Description of the task:
Reproduce every line of the records below verbatim, omitting the pictures.
>> Begin Data shown
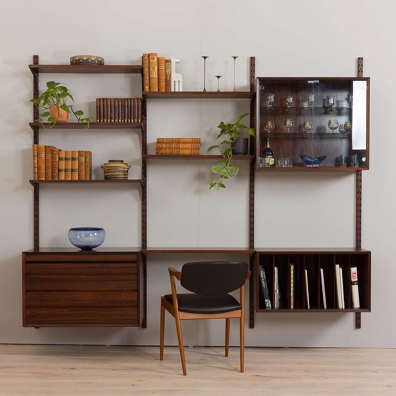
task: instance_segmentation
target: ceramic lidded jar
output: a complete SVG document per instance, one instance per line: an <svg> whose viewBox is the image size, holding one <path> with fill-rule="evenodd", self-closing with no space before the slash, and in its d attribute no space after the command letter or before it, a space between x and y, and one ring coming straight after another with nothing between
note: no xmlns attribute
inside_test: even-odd
<svg viewBox="0 0 396 396"><path fill-rule="evenodd" d="M131 166L122 160L109 160L101 167L105 172L105 180L125 180L128 179L128 171Z"/></svg>

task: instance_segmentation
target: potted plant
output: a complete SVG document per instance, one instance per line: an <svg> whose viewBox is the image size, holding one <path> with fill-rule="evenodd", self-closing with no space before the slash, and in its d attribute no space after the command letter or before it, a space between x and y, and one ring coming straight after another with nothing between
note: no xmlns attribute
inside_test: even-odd
<svg viewBox="0 0 396 396"><path fill-rule="evenodd" d="M222 136L223 138L226 137L227 139L221 143L223 148L223 150L220 146L217 145L211 146L208 149L207 152L209 152L213 148L218 148L224 157L223 159L220 160L216 162L216 164L219 162L221 164L215 165L211 169L213 173L220 174L221 179L219 181L217 181L215 179L212 180L209 185L209 190L213 187L215 187L216 190L219 190L220 187L225 188L225 186L223 183L224 179L229 179L235 176L238 173L238 171L239 170L239 167L237 166L235 164L231 164L232 154L247 154L248 139L247 138L245 137L245 135L246 132L248 132L252 136L256 136L256 131L254 128L248 128L248 127L240 123L241 120L249 114L246 113L246 114L238 117L235 124L228 124L226 125L222 121L217 127L221 129L221 131L217 139L218 139ZM240 130L244 129L246 129L244 132L242 132ZM242 152L239 152L242 150L238 149L239 147L238 145L240 144L236 143L236 143L238 139L240 141L242 141L243 145L244 146L246 145L246 149L244 147L244 150ZM236 148L237 149L236 152L235 151Z"/></svg>
<svg viewBox="0 0 396 396"><path fill-rule="evenodd" d="M72 105L67 105L68 99L74 102L74 99L70 93L70 91L66 87L60 85L60 82L49 81L47 83L47 90L43 92L36 99L31 99L29 102L34 103L40 110L49 110L41 114L42 117L47 118L48 126L52 128L57 122L67 122L69 120L70 110L76 116L78 124L84 129L89 128L89 120L92 118L82 118L84 112L82 110L74 111ZM43 119L35 120L41 123L44 129L48 129L43 124Z"/></svg>

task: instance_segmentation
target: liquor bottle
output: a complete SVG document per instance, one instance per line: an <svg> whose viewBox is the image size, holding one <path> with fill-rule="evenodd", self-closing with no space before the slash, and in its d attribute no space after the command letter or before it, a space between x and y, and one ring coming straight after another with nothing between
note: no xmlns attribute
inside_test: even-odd
<svg viewBox="0 0 396 396"><path fill-rule="evenodd" d="M270 148L270 138L268 136L265 137L265 147L263 151L263 156L264 161L262 166L267 168L274 166L274 152Z"/></svg>

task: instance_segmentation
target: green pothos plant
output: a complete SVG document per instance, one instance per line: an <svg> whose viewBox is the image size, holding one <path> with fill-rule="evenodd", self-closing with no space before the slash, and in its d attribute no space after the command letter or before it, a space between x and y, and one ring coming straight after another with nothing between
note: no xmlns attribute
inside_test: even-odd
<svg viewBox="0 0 396 396"><path fill-rule="evenodd" d="M217 127L221 131L217 138L218 139L222 136L223 138L225 137L226 139L221 142L221 146L211 146L208 149L207 152L209 152L214 148L218 148L223 157L222 160L220 160L216 163L219 164L218 165L215 165L211 169L213 173L219 174L221 179L218 181L215 179L212 180L209 185L209 190L213 187L215 187L216 190L219 190L221 187L225 188L225 186L223 183L224 179L229 179L238 173L239 167L235 164L231 163L232 157L232 143L238 138L244 137L248 132L252 136L255 137L256 131L254 128L249 128L241 124L242 119L249 114L246 113L238 117L234 124L226 124L222 121ZM244 129L245 129L244 131Z"/></svg>
<svg viewBox="0 0 396 396"><path fill-rule="evenodd" d="M76 116L78 124L84 129L89 127L89 120L93 117L82 118L82 116L84 115L84 112L82 110L78 110L74 111L73 110L72 105L67 105L68 99L74 103L74 99L70 93L70 90L66 87L61 86L60 82L55 82L55 81L48 81L47 83L47 90L43 92L36 99L31 99L29 102L34 103L36 107L41 111L47 110L50 109L50 106L56 106L58 110L58 116L55 118L51 117L50 112L46 111L40 114L42 117L47 118L48 122L48 128L46 128L43 124L43 119L38 118L35 120L35 121L40 122L44 129L49 129L52 128L56 124L59 118L59 109L61 109L69 113L71 112Z"/></svg>

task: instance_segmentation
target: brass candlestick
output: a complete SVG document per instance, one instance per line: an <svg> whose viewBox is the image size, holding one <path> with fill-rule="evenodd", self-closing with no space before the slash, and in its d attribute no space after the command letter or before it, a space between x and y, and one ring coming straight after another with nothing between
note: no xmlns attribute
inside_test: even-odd
<svg viewBox="0 0 396 396"><path fill-rule="evenodd" d="M232 58L234 59L234 90L232 92L236 92L236 89L235 89L235 61L237 58L239 58L238 56L232 56Z"/></svg>
<svg viewBox="0 0 396 396"><path fill-rule="evenodd" d="M206 58L209 58L208 56L201 56L201 58L204 58L204 90L203 92L206 92L206 89L205 88L206 80Z"/></svg>
<svg viewBox="0 0 396 396"><path fill-rule="evenodd" d="M215 76L215 77L217 77L217 92L219 92L220 91L220 77L222 77L222 76Z"/></svg>

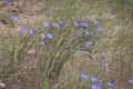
>> End Data shown
Reply:
task: instance_segmentation
target: ceramic lidded jar
output: a complete SVG document per instance, one instance per line: an <svg> whose viewBox is the image size, holding one <path> with fill-rule="evenodd", self-closing with no space before the slash, and in its d attribute no space after the command letter or before it, a space between x and y, and one ring coming straight after another with nothing between
note: no xmlns attribute
inside_test: even-odd
<svg viewBox="0 0 396 396"><path fill-rule="evenodd" d="M131 166L122 160L109 160L101 167L105 172L105 180L125 180L128 179L128 171Z"/></svg>

task: instance_segmentation
target: potted plant
output: a complete SVG document per instance, one instance per line: an <svg> whose viewBox is the image size, holding one <path> with fill-rule="evenodd", self-closing with no space before the slash, and in its d attribute no space after the command letter or before it, a space between x and y, and one ring coming straight after another with nothing between
note: no xmlns attribute
inside_test: even-odd
<svg viewBox="0 0 396 396"><path fill-rule="evenodd" d="M222 136L223 138L226 137L227 139L221 143L223 148L223 150L220 146L217 145L211 146L208 149L207 152L209 152L213 148L218 148L224 157L223 159L220 160L216 162L216 164L219 162L221 164L215 165L211 169L213 173L220 174L221 179L219 181L217 181L215 179L212 180L209 185L209 190L213 187L215 187L216 190L219 190L220 187L225 188L225 186L223 183L224 179L229 179L235 176L238 173L238 171L239 170L239 167L237 166L235 164L231 164L232 154L247 154L248 139L247 138L245 137L245 135L246 132L248 132L252 136L256 136L256 131L254 128L248 128L248 127L240 123L241 120L249 114L246 113L246 114L238 117L235 124L228 124L226 125L222 121L217 127L221 129L221 131L217 139L218 139ZM240 130L244 129L246 129L244 132L242 132ZM242 152L239 152L242 150L238 149L239 147L238 145L240 144L236 143L236 143L238 139L240 141L242 141L243 145L244 146L246 145L246 149L244 147L244 150ZM236 148L237 149L236 152L235 151Z"/></svg>
<svg viewBox="0 0 396 396"><path fill-rule="evenodd" d="M72 105L67 105L68 99L74 102L74 99L70 93L70 91L66 87L60 85L60 82L49 81L47 83L47 90L43 92L36 99L31 99L29 102L34 103L40 110L49 110L41 114L42 117L47 118L48 126L52 128L57 122L67 122L69 120L70 110L76 116L78 124L84 129L89 128L89 120L92 118L82 118L84 112L82 110L74 111ZM43 119L35 120L41 123L44 129L48 129L43 124Z"/></svg>

task: instance_segmentation
target: liquor bottle
output: a complete SVG document per instance, one instance per line: an <svg> whose viewBox is the image size, holding one <path> with fill-rule="evenodd", self-closing with no space before the slash, and in its d attribute no space after the command letter or before it, a space between x and y, and one ring coming straight after another with nothing between
note: no xmlns attribute
inside_test: even-odd
<svg viewBox="0 0 396 396"><path fill-rule="evenodd" d="M270 148L270 138L268 136L265 137L265 147L263 151L263 156L264 161L262 166L267 168L274 166L274 152Z"/></svg>

task: instance_segmentation
target: green pothos plant
output: a complete SVG document per instance, one instance per line: an <svg> whose viewBox is the image size, holding one <path> with fill-rule="evenodd", self-closing with no space before the slash, and in its d attribute no space after the command letter or before it, a space between x and y, and one ring coming straight after another with nothing between
note: no xmlns attribute
inside_test: even-odd
<svg viewBox="0 0 396 396"><path fill-rule="evenodd" d="M217 127L221 131L217 138L218 139L222 136L223 138L225 137L226 139L221 142L221 146L211 146L208 149L207 152L209 152L214 148L218 148L223 157L222 160L220 160L216 163L219 164L218 165L215 165L211 169L213 173L219 174L221 179L218 181L215 179L212 180L209 185L209 190L213 187L215 187L216 190L219 190L221 187L225 188L225 186L223 183L224 179L229 179L238 173L239 167L235 164L231 163L232 157L232 143L238 138L244 137L248 132L252 136L255 137L256 131L254 128L249 128L241 124L242 119L249 114L246 113L238 117L234 124L226 124L222 121ZM244 129L245 129L244 131Z"/></svg>
<svg viewBox="0 0 396 396"><path fill-rule="evenodd" d="M76 116L78 124L84 129L89 127L89 120L93 117L82 118L82 116L84 115L84 112L82 110L78 110L74 111L73 110L72 105L67 105L68 99L74 103L74 99L70 93L70 90L66 87L61 86L60 82L55 82L55 81L48 81L47 83L47 90L43 92L36 99L31 99L29 102L34 103L36 107L41 111L47 110L50 109L50 106L56 106L58 110L58 116L55 118L51 117L50 112L46 111L40 114L42 117L47 118L48 122L48 128L46 128L43 124L43 119L38 118L35 120L35 121L40 122L44 129L49 129L52 128L56 124L59 118L59 109L61 109L69 113L71 112Z"/></svg>

task: instance_segmentation
target: brass candlestick
output: a complete SVG document per instance, one instance per line: an <svg> whose viewBox is the image size, holding one <path> with fill-rule="evenodd", self-closing with no space before the slash, and in its d attribute no space after the command letter or before it, a space between x and y, and one ring coming straight after another with nothing between
note: no xmlns attribute
inside_test: even-odd
<svg viewBox="0 0 396 396"><path fill-rule="evenodd" d="M232 58L234 59L234 90L232 92L236 92L236 89L235 89L235 61L237 58L239 58L238 56L232 56Z"/></svg>
<svg viewBox="0 0 396 396"><path fill-rule="evenodd" d="M206 58L209 58L208 56L201 56L201 58L204 58L204 90L203 92L206 92L206 89L205 88L206 80Z"/></svg>
<svg viewBox="0 0 396 396"><path fill-rule="evenodd" d="M215 76L215 77L217 77L217 92L219 92L220 91L220 77L222 77L222 76Z"/></svg>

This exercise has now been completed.